- **REQUIRED WORK**
Go through the records underneath and write each one out again exactly.

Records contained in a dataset
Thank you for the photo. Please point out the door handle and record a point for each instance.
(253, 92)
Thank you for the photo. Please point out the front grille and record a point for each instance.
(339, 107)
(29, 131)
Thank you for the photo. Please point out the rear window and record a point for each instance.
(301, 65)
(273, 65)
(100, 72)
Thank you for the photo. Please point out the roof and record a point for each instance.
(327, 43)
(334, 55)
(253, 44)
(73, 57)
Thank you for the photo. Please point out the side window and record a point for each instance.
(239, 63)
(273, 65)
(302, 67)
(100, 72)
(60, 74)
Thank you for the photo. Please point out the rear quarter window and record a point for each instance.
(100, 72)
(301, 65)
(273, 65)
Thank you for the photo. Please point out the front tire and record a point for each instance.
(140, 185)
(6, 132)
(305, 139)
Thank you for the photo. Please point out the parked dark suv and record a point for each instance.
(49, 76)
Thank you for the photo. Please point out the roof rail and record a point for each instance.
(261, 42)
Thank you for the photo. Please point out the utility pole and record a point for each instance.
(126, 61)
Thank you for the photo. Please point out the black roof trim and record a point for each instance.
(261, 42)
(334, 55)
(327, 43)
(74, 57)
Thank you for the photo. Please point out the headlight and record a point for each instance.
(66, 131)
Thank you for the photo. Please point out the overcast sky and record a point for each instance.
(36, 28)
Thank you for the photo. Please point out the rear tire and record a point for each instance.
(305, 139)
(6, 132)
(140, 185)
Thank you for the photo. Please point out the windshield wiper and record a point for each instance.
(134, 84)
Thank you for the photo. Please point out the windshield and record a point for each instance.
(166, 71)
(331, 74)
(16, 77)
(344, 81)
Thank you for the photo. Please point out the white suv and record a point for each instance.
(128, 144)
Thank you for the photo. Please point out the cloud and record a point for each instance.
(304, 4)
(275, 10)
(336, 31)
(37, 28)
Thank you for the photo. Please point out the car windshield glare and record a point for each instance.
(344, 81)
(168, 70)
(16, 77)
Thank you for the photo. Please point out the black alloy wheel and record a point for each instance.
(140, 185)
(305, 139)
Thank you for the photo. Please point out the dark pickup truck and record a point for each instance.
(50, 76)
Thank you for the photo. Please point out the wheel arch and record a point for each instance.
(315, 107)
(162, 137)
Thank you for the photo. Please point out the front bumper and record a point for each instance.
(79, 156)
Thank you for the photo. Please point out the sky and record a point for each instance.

- **SOLUTION TO THE PROBLEM**
Thank you for the photo. Please point out the door handle and record a point for each instance.
(253, 92)
Thank you for the photo. Please point out the front grille and record a point for each instance.
(339, 107)
(29, 131)
Thank you for the photo. Please point out the rear window and record a point for each instance.
(301, 65)
(273, 65)
(100, 72)
Thank you for the photo. Please point out the roof and record a point for each instance.
(327, 43)
(334, 55)
(253, 44)
(73, 57)
Thank you for the photo. Please point out the side window and record a point for each instance.
(239, 63)
(273, 65)
(302, 67)
(100, 72)
(60, 74)
Thank you for the photo. Please point out the rear quarter window and record a point for each instance.
(100, 72)
(301, 65)
(273, 65)
Thank you for the photo. Please point out the front tire and record a point for each instance.
(140, 185)
(6, 132)
(305, 139)
Thank you for the photo. Please point out the parked dark suv and record a point for each instance.
(49, 76)
Thank you for the photo. Please point out the roof rail and record a point for each instance.
(261, 42)
Thank you for the photo. Please point out the utility pole and record a point for each instance.
(126, 61)
Thank you for the photo. Please point out the black roof trim and record a point for each instance.
(261, 42)
(334, 55)
(327, 43)
(74, 57)
Thank you for the photo. Please point out the headlight and record a point for each instance.
(66, 131)
Thank you for the photo. Please point out the overcast sky and record a point for each instance.
(36, 28)
Thank you for the photo. Please point out the rear tire and record a point for each instance.
(305, 139)
(6, 132)
(140, 185)
Thank you for the photo. Please point out the windshield wiper and record a point for each instance.
(134, 84)
Thank you for the photo. Please point out the windshield and record a point for each instance.
(166, 71)
(331, 74)
(16, 77)
(344, 81)
Thank you for the photo. Please point out the white suv and record a point for each instance.
(128, 144)
Thank you for the photo. Please point out the cloud and record a point for each instance.
(304, 4)
(275, 10)
(336, 31)
(37, 28)
Thank you for the photo. Please point out the car windshield glare and record a point for each instance.
(344, 81)
(168, 70)
(16, 77)
Thank you for the photo. Please point out the black alloy wheel and record a point for each instance.
(140, 185)
(305, 139)
Thank you for the photo. Please point out the dark pickup truck and record a point for each instance.
(50, 76)
Thank you for the photo. Please point out the wheel arch and record a point for each instance.
(315, 107)
(162, 137)
Thank you for the photo. Please point out the front bumper and record a point for each instance.
(79, 156)
Thank you for the photo. Please point out the sky and record a point for each instance.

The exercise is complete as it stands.